Excerpts from a dataset:
::::

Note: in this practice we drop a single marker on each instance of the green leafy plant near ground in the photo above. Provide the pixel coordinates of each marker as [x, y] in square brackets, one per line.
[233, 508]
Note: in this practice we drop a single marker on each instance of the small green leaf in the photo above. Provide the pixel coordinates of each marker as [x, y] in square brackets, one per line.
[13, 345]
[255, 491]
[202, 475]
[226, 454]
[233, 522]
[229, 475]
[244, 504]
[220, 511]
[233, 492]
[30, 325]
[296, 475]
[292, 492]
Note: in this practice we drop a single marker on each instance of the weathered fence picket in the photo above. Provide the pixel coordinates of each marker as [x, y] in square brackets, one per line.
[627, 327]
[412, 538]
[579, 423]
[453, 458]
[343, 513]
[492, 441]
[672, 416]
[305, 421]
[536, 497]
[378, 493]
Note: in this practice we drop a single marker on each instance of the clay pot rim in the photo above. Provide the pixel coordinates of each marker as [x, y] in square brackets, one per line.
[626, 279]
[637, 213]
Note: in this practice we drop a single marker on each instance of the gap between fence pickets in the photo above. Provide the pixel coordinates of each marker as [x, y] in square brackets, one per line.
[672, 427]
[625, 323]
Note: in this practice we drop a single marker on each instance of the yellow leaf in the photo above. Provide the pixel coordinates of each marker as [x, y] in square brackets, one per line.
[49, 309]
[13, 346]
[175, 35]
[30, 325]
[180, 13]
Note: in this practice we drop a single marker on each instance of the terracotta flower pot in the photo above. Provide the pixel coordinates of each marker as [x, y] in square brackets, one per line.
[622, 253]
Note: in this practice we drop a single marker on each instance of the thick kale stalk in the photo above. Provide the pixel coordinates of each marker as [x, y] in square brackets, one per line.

::::

- _Activity_: Nothing in the records may be left out; transcribe all of them exactly.

- _Result_:
Note: in this practice we drop a single marker on each instance of the green leafy plant near ground in the photo above. Provide the pixel coordinates of each marker as [x, y] in square brackets, one per line.
[233, 508]
Note: in this practice we drop a single marker on each instance of the small green leaf in the photo above. Provide the pixel coordinates of each marker as [x, y] in square brackets, one per line.
[13, 345]
[255, 491]
[202, 475]
[226, 454]
[233, 522]
[229, 475]
[244, 504]
[220, 511]
[233, 492]
[30, 325]
[296, 475]
[292, 492]
Note: in this practice we drop a single marker on each instance of the weathered fence picket in the photo above. Provide the pixel coordinates of each marker as [x, y] in square brackets, one per line.
[627, 327]
[412, 538]
[579, 423]
[453, 458]
[343, 513]
[492, 441]
[672, 416]
[305, 421]
[536, 497]
[378, 493]
Note: in this practice we drop a single marker on each instance of the clay pot rim in the photo above. Provide the pixel coordinates of each marker as [x, y] in square brackets, one per line.
[626, 279]
[637, 213]
Note: in this practice we drop a single marker on each instance of the gap between fence pickets in the photo above. Provide the pixel coordinates of each marker as [x, y] in square brackets, one per line.
[672, 427]
[625, 323]
Note: in this practice we drop a single marker on each instance of the yellow leaf in the photo above. Provide the pixel coordinates of each marker as [x, y] in square brackets, one per line.
[49, 309]
[13, 346]
[175, 35]
[30, 325]
[180, 13]
Note: in this practice we drop a single marker on each instance of the terracotta flower pot in the photo above. Provide the pixel coordinates of each marker as [x, y] in square brackets, one per line.
[622, 253]
Note: in this practice we drop a single marker on each instance of the thick kale stalk in the photo above. Provide the pixel coordinates of each marker as [x, y] in square brackets, one per line.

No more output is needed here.